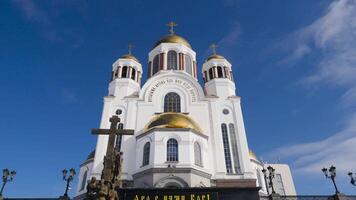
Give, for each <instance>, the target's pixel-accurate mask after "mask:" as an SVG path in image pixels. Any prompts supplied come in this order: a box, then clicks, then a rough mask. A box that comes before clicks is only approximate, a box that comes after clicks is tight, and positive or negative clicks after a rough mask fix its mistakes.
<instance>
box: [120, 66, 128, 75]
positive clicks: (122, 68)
mask: <svg viewBox="0 0 356 200" xmlns="http://www.w3.org/2000/svg"><path fill="white" fill-rule="evenodd" d="M121 77H122V78H127V66H123V67H122V71H121Z"/></svg>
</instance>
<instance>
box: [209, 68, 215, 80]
mask: <svg viewBox="0 0 356 200" xmlns="http://www.w3.org/2000/svg"><path fill="white" fill-rule="evenodd" d="M213 70H214V68H213V67H212V68H210V69H209V80H211V79H213V78H214V72H213Z"/></svg>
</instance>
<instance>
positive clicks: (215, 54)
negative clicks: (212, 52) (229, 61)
mask: <svg viewBox="0 0 356 200" xmlns="http://www.w3.org/2000/svg"><path fill="white" fill-rule="evenodd" d="M211 59H225V58H224V56H222V55H219V54H213V55H211V56H209V58H208V59H206V61H209V60H211Z"/></svg>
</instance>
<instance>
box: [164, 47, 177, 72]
mask: <svg viewBox="0 0 356 200" xmlns="http://www.w3.org/2000/svg"><path fill="white" fill-rule="evenodd" d="M177 56H178V54H177V52H175V51H173V50H171V51H168V53H167V69H174V70H177V69H178V59H177Z"/></svg>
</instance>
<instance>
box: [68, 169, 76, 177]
mask: <svg viewBox="0 0 356 200" xmlns="http://www.w3.org/2000/svg"><path fill="white" fill-rule="evenodd" d="M69 172H70V176H71V177H73V176H75V169H74V168H71V169H70V170H69Z"/></svg>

• [TASK ITEM]: Pictures do not belong in the copy; repeat the rest of the listing exactly.

• [RESULT FOR THIS TASK]:
Give, for each <instance>, the target's pixel-accurate mask after "mask:" as an SVG path in image pixels. Any prompts supplied come in this order: a box, then clicks, then a rough mask. A box that comes before clicks is only approximate, a box that comes after clicks is tight, and positive or negative clicks after a rough mask fix its mistakes.
<instance>
box: [120, 66, 128, 75]
positive clicks: (122, 68)
mask: <svg viewBox="0 0 356 200" xmlns="http://www.w3.org/2000/svg"><path fill="white" fill-rule="evenodd" d="M121 77H122V78H127V66H123V67H122V71H121Z"/></svg>
</instance>
<instance>
box: [209, 68, 215, 80]
mask: <svg viewBox="0 0 356 200" xmlns="http://www.w3.org/2000/svg"><path fill="white" fill-rule="evenodd" d="M213 70H214V68H213V67H212V68H210V69H209V80H211V79H213V78H214V72H213Z"/></svg>
</instance>
<instance>
positive clicks: (215, 54)
negative clicks: (212, 52) (229, 61)
mask: <svg viewBox="0 0 356 200" xmlns="http://www.w3.org/2000/svg"><path fill="white" fill-rule="evenodd" d="M211 59H225V58H224V56H222V55H219V54H213V55H211V56H209V58H208V59H206V61H209V60H211Z"/></svg>
</instance>
<instance>
box: [164, 47, 177, 72]
mask: <svg viewBox="0 0 356 200" xmlns="http://www.w3.org/2000/svg"><path fill="white" fill-rule="evenodd" d="M177 56H178V54H177V52H175V51H173V50H171V51H168V53H167V69H174V70H177V69H178V59H177Z"/></svg>
</instance>
<instance>
box: [68, 169, 76, 177]
mask: <svg viewBox="0 0 356 200" xmlns="http://www.w3.org/2000/svg"><path fill="white" fill-rule="evenodd" d="M69 172H70V176H71V177H73V176H75V169H74V168H71V169H70V170H69Z"/></svg>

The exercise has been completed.